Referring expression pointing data
________
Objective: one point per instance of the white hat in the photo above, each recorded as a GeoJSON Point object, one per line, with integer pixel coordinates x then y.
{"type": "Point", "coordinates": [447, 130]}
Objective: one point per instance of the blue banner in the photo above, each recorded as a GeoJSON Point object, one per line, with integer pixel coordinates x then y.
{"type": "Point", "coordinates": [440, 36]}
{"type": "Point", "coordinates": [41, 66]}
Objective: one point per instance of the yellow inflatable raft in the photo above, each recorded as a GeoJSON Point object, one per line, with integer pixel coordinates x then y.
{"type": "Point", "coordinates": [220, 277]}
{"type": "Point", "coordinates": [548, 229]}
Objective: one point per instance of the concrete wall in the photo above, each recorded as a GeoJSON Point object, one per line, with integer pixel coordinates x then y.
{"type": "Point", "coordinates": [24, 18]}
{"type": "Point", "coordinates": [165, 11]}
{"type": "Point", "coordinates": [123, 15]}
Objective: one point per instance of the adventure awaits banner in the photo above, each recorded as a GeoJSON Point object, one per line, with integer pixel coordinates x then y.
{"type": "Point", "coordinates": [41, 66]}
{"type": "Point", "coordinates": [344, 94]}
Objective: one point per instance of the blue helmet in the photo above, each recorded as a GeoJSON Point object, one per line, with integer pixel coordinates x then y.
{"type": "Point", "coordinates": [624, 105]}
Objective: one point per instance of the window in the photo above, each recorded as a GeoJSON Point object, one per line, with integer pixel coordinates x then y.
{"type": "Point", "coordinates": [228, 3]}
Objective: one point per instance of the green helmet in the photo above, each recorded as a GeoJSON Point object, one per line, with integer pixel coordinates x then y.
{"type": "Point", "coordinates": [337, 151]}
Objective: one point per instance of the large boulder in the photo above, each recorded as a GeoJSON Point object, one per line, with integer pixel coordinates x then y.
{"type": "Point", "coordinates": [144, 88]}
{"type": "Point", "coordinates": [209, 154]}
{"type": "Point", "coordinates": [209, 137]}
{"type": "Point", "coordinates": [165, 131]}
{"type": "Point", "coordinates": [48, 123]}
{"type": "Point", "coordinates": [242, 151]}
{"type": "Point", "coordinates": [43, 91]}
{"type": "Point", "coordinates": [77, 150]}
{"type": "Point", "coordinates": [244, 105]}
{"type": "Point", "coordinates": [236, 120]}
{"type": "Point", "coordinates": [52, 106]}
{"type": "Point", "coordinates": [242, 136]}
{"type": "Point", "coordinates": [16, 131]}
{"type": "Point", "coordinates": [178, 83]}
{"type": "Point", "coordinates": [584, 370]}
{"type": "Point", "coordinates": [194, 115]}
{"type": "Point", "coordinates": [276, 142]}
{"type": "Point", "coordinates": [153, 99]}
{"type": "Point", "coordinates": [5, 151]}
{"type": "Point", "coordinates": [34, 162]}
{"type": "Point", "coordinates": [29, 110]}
________
Your answer must be the full set of entries, copied exactly.

**Solution for this task:**
Objective: one point per instance of the white hat in the photo above, each recorded as a GeoJSON Point object, one per line, with integer pixel coordinates x then y.
{"type": "Point", "coordinates": [447, 130]}
Objective: one point per instance of the blue banner in the photo above, each recorded as a GeoJSON Point object, one per line, with integer pixel coordinates x then y.
{"type": "Point", "coordinates": [440, 36]}
{"type": "Point", "coordinates": [41, 66]}
Objective: one point per instance of the yellow inflatable raft in the photo above, each recorded as a GeoJSON Point object, one per line, with integer pixel coordinates x then y.
{"type": "Point", "coordinates": [220, 277]}
{"type": "Point", "coordinates": [548, 229]}
Objective: one point per instance of the concrete wall in the photo above, each recorded as a GeoJSON Point object, one per line, with integer pixel coordinates x then y.
{"type": "Point", "coordinates": [24, 18]}
{"type": "Point", "coordinates": [165, 11]}
{"type": "Point", "coordinates": [123, 15]}
Objective: one point per instance of the adventure awaits banner in the photo above, each recorded as a GeoJSON Point object, one per line, with integer pixel coordinates x then y.
{"type": "Point", "coordinates": [41, 66]}
{"type": "Point", "coordinates": [344, 94]}
Objective: one point per instance of the blue helmet in the photo above, each recorded as a GeoJSON Point object, one per line, with integer pixel coordinates x then y.
{"type": "Point", "coordinates": [624, 105]}
Objective: one point per instance of the window in the photo above, each recorded as a GeoJSON Point object, one per line, with integer pixel coordinates x then y.
{"type": "Point", "coordinates": [228, 3]}
Objective: one point per instance of the green helmet in the photo above, each recorded as a GeoJSON Point object, one per line, with integer pixel coordinates x then y.
{"type": "Point", "coordinates": [337, 151]}
Objective: one point per instance of the large boulder in the photo above, each recorded as a GeoJSON Point object, one per line, with integer pixel coordinates x then y.
{"type": "Point", "coordinates": [144, 88]}
{"type": "Point", "coordinates": [209, 154]}
{"type": "Point", "coordinates": [209, 137]}
{"type": "Point", "coordinates": [165, 131]}
{"type": "Point", "coordinates": [48, 123]}
{"type": "Point", "coordinates": [242, 151]}
{"type": "Point", "coordinates": [43, 91]}
{"type": "Point", "coordinates": [77, 150]}
{"type": "Point", "coordinates": [244, 105]}
{"type": "Point", "coordinates": [236, 120]}
{"type": "Point", "coordinates": [52, 106]}
{"type": "Point", "coordinates": [242, 136]}
{"type": "Point", "coordinates": [16, 131]}
{"type": "Point", "coordinates": [178, 83]}
{"type": "Point", "coordinates": [584, 370]}
{"type": "Point", "coordinates": [194, 115]}
{"type": "Point", "coordinates": [276, 142]}
{"type": "Point", "coordinates": [153, 99]}
{"type": "Point", "coordinates": [5, 151]}
{"type": "Point", "coordinates": [34, 162]}
{"type": "Point", "coordinates": [29, 110]}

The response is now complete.